(DOCUMENT EXCERPT):
Semiotics, Semiosis, Sign Relations • Discussion 9

Re: Category TheoryMorgan Rogers

MR:
Okay, I may have mixed up the meanings of “object” and “interpretant” in my plain language translations above?  Re determination, I read “B is determined by A” as meaning the conjunction of

\forall a \in A, \, \exists b \in B, \, \exists c \in C, \, R(a,b,c)

and

\forall a \in A, \, \forall c \in C, \, R(a,b,c) \wedge R(a,b',c) \Rightarrow b = b'   ?

Whether this is right depends on the answers to my previous questions.

Dear Morgan,

Let’s look at the gloss I gave for Determination under the Definition of a Sign Relation.

(EXTRACTED DATA):
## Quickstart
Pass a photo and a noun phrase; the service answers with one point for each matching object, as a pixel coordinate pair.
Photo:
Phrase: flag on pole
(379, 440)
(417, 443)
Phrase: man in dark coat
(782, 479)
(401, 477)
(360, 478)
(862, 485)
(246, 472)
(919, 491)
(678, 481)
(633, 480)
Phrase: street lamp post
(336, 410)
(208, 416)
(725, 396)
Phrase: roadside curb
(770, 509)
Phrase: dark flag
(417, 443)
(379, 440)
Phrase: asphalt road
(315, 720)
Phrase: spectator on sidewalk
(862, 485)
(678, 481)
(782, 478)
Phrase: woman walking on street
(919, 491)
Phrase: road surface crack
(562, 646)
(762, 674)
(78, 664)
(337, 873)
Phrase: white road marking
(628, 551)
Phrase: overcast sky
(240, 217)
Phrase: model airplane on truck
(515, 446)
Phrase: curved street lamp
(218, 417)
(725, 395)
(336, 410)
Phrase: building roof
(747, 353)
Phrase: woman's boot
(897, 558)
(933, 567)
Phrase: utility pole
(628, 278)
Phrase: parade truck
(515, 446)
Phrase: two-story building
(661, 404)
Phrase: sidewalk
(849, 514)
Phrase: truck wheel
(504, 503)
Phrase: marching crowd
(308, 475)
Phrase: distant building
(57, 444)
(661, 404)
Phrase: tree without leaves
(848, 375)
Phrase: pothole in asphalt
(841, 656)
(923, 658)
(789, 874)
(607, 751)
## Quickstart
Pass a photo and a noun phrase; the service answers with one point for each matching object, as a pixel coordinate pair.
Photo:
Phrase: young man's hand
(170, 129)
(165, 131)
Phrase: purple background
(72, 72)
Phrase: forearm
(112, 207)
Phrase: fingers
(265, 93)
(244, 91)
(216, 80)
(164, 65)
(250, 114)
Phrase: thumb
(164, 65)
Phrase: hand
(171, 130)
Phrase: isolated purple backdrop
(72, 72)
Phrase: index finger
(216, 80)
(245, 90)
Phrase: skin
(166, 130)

(WHAT IS ASKED):
Answer from the sign relations discussion above:
1. Which two terms does Morgan Rogers think he may have mixed up in his plain language translations?
2. On what does he say the correctness of his reading of determination depends?
3. Under which definition does the reply to Morgan say the gloss for Determination was given?

(OUTPUT FOR THIS TASK):
1. "Object" and "interpretant."
2. On the answers to his previous questions.
3. Under the Definition of a Sign Relation.